GIVEN RECORDS:

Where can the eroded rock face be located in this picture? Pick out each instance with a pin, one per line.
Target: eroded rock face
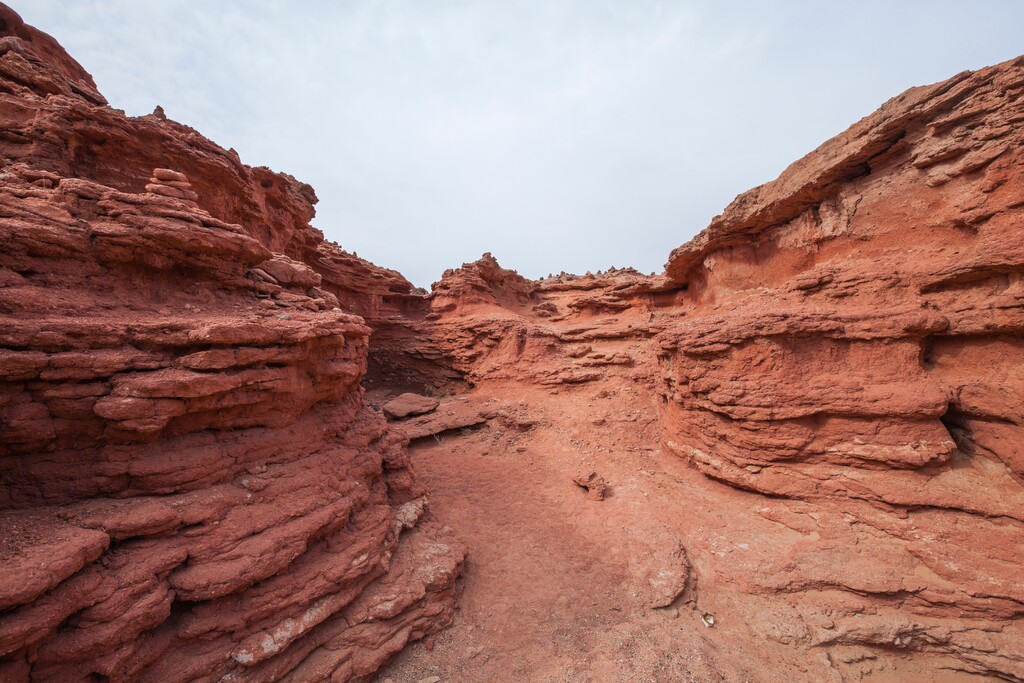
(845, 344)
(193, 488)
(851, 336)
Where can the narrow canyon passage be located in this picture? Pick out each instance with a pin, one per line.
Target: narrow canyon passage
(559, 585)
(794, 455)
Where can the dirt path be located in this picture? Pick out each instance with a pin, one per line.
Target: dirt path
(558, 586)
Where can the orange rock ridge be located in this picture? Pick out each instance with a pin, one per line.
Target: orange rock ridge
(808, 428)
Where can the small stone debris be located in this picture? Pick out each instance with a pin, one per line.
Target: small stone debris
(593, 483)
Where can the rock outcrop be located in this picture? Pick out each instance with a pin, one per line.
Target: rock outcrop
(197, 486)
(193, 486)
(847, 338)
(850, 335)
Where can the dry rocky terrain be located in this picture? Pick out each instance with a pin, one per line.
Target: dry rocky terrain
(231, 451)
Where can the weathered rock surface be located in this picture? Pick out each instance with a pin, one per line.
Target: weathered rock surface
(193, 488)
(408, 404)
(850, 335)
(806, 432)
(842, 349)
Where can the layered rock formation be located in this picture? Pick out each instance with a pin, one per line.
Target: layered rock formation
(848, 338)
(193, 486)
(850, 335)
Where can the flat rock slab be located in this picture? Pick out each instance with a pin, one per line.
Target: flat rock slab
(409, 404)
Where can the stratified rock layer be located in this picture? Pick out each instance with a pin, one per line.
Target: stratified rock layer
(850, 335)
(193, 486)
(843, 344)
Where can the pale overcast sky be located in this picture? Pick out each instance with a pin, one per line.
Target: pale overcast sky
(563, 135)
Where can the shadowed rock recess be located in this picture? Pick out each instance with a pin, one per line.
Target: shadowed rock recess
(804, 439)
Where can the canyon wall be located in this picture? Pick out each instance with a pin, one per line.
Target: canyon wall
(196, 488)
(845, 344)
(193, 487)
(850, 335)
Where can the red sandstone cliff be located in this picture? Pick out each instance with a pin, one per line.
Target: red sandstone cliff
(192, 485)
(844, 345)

--

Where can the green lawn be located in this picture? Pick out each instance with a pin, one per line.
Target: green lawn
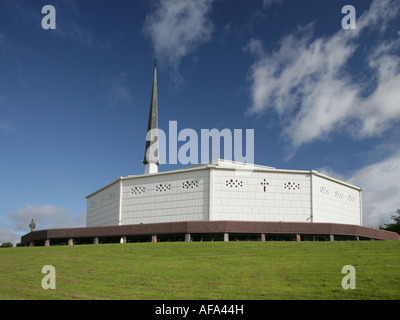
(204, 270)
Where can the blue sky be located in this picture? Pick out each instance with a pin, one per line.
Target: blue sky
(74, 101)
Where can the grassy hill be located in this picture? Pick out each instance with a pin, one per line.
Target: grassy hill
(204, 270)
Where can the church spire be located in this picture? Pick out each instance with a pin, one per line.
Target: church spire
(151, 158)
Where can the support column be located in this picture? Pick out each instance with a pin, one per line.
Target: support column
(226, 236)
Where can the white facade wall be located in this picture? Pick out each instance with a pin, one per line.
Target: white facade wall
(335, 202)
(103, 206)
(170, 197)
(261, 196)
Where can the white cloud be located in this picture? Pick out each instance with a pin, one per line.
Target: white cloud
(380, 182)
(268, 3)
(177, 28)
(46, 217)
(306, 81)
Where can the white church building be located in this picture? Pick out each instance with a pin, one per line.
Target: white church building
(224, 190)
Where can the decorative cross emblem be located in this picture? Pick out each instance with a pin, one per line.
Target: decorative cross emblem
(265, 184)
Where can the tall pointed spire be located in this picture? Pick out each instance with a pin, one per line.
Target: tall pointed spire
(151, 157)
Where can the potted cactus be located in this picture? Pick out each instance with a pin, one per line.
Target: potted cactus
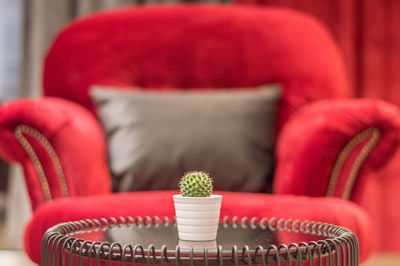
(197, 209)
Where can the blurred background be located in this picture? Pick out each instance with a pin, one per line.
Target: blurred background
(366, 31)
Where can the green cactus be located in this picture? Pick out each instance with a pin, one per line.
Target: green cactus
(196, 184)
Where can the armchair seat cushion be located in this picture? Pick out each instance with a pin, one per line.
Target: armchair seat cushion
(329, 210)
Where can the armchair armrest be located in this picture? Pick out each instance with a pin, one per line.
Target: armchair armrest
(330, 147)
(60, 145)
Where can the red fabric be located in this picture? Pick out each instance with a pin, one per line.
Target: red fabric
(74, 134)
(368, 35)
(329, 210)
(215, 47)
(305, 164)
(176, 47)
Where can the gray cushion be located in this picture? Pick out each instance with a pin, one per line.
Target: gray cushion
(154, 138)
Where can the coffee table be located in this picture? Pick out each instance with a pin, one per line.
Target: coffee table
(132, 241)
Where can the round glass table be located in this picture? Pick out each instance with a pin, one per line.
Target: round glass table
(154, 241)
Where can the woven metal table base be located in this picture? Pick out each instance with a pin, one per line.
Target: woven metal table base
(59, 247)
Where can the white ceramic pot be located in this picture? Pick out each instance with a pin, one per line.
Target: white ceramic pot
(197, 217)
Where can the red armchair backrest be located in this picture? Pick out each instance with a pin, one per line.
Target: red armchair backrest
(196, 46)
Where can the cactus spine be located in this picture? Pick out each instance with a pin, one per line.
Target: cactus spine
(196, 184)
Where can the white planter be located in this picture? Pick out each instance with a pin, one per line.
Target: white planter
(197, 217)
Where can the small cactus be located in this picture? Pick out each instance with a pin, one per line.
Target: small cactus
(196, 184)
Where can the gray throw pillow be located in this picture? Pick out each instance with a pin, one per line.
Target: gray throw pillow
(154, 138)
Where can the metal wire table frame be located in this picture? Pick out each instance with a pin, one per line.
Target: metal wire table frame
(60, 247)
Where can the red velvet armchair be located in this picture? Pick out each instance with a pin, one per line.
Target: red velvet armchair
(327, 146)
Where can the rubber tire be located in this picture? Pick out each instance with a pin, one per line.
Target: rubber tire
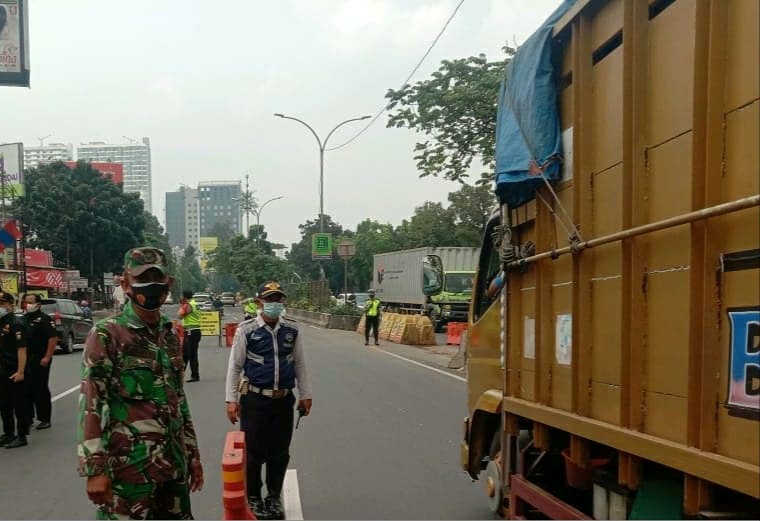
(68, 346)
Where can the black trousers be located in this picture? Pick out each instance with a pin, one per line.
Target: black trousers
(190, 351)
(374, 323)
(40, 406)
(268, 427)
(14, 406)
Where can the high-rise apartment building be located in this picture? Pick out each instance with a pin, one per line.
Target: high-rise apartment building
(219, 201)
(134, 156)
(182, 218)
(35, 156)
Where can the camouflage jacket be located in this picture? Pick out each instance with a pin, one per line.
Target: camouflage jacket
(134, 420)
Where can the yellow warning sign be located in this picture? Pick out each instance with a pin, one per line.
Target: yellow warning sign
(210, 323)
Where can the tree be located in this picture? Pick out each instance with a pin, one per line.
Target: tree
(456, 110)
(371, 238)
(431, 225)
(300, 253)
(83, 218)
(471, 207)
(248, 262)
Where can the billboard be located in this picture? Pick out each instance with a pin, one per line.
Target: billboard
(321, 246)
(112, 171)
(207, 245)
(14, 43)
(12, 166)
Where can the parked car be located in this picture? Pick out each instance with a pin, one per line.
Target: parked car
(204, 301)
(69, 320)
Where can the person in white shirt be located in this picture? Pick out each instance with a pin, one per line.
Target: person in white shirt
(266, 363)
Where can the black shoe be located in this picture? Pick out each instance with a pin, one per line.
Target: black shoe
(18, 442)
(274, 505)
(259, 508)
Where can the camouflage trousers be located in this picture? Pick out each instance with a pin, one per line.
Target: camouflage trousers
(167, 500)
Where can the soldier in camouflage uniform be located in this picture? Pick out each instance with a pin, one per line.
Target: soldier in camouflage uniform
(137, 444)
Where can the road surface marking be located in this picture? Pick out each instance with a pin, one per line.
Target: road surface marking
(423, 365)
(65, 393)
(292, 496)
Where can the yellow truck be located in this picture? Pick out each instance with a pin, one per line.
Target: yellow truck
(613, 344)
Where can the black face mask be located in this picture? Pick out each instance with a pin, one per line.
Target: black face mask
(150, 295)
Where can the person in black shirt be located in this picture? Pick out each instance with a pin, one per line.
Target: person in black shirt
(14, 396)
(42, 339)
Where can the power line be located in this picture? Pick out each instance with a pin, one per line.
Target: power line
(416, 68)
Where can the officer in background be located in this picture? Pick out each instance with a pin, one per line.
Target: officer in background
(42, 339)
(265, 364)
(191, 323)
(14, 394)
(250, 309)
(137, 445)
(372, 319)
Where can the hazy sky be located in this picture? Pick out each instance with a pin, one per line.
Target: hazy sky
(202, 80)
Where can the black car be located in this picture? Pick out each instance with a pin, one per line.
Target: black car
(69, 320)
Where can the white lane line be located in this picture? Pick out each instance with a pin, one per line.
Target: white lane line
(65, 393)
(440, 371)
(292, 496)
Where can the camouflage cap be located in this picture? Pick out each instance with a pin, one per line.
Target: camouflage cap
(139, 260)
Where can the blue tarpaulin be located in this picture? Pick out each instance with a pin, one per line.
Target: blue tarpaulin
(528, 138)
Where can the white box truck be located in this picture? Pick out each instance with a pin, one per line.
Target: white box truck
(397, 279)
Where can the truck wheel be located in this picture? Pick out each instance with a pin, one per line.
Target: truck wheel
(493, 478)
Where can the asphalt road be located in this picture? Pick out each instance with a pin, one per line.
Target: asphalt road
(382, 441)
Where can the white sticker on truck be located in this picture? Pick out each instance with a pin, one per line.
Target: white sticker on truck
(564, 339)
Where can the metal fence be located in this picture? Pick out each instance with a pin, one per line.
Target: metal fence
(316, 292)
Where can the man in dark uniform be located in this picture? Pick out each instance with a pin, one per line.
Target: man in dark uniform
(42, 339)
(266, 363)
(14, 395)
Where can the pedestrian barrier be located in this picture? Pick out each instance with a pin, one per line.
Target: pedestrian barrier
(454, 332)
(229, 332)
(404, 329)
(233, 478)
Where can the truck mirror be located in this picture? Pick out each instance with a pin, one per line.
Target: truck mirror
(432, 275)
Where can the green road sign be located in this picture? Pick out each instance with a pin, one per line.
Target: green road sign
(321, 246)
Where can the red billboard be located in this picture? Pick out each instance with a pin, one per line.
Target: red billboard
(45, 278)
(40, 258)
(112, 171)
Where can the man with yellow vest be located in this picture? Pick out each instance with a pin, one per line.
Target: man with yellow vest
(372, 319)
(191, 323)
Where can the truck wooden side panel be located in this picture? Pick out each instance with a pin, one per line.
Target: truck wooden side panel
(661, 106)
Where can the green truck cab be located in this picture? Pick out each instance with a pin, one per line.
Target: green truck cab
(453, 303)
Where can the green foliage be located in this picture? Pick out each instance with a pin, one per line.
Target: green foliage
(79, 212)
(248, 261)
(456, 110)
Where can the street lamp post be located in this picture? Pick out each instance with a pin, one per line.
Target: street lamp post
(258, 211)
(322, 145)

...

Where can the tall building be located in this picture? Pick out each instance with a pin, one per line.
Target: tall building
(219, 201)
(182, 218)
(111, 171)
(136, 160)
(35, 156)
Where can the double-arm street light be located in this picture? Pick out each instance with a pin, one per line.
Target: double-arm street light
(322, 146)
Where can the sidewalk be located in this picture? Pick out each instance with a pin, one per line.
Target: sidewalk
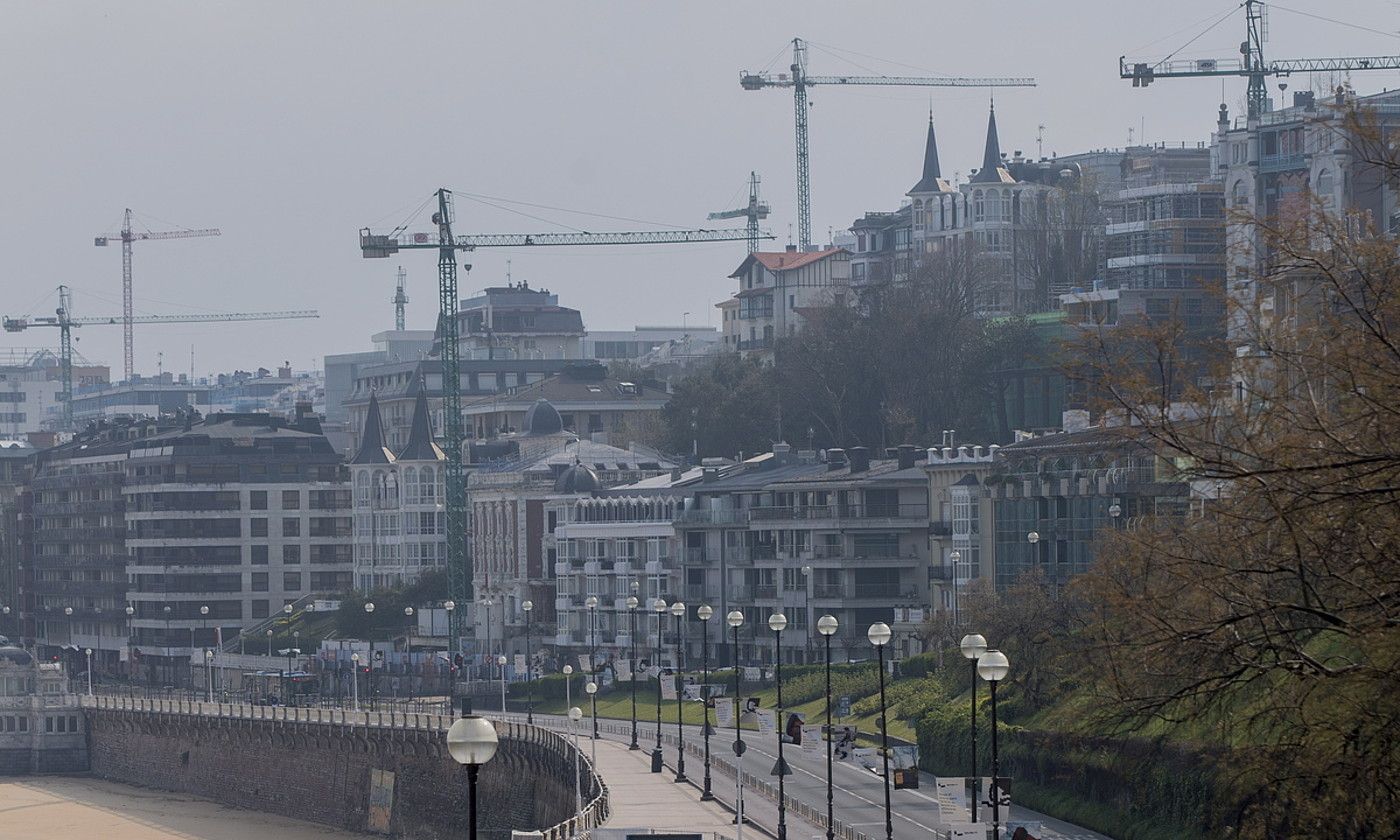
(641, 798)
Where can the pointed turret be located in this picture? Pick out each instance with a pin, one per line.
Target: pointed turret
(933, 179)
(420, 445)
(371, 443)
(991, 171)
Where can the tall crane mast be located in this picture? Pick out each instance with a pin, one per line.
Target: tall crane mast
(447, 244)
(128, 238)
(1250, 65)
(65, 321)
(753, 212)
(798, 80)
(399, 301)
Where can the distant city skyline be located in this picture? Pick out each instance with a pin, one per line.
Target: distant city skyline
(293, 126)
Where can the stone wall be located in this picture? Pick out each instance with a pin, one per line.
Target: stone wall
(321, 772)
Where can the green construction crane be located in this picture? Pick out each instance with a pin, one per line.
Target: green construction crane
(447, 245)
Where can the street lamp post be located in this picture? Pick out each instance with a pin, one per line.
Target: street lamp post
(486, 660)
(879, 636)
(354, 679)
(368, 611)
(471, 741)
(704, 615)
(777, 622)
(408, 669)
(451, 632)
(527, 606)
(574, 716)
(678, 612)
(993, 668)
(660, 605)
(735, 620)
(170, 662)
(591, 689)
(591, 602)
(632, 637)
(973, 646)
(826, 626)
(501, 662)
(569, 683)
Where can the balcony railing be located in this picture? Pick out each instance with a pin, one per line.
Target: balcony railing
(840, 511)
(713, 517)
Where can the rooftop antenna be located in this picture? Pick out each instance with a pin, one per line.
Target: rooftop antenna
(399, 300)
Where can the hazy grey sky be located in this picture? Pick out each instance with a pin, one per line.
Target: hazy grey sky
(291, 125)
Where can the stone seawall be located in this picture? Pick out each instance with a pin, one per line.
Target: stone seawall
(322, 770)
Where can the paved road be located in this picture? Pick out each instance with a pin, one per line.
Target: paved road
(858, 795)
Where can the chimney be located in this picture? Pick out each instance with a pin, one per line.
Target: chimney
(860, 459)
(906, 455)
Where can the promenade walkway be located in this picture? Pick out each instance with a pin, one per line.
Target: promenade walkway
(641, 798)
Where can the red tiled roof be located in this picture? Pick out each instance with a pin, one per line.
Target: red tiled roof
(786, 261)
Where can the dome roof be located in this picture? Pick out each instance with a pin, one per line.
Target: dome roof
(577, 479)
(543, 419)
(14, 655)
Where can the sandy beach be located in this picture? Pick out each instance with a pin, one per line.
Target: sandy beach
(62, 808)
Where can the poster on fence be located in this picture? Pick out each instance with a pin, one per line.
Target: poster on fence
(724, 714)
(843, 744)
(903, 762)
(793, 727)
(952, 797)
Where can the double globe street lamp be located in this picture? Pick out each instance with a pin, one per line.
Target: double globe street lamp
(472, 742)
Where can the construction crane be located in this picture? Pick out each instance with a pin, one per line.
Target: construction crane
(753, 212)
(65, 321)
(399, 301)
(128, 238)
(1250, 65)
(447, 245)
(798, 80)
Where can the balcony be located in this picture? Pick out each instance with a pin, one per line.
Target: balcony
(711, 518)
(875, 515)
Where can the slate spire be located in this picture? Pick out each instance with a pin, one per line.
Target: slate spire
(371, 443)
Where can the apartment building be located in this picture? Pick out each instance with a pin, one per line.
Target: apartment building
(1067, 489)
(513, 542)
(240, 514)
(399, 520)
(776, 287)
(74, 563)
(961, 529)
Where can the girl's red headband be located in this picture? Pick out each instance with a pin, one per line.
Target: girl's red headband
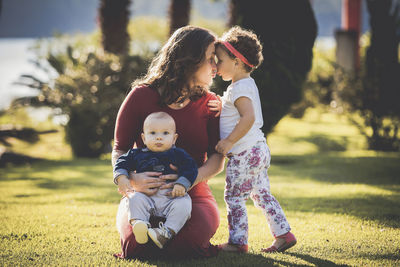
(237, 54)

ASSIGNMENT:
Write down exactly the span of lines above from the one containing "Where can the support" to the one containing "Where can the white facade", both ends included.

RESPONSE:
Where can the support column be located in this picture? Pick out each instance with a pin, one per line.
Target: support column
(226, 236)
Where can the white facade wall be located in this picture? Pick out each instance with a pin, one per line.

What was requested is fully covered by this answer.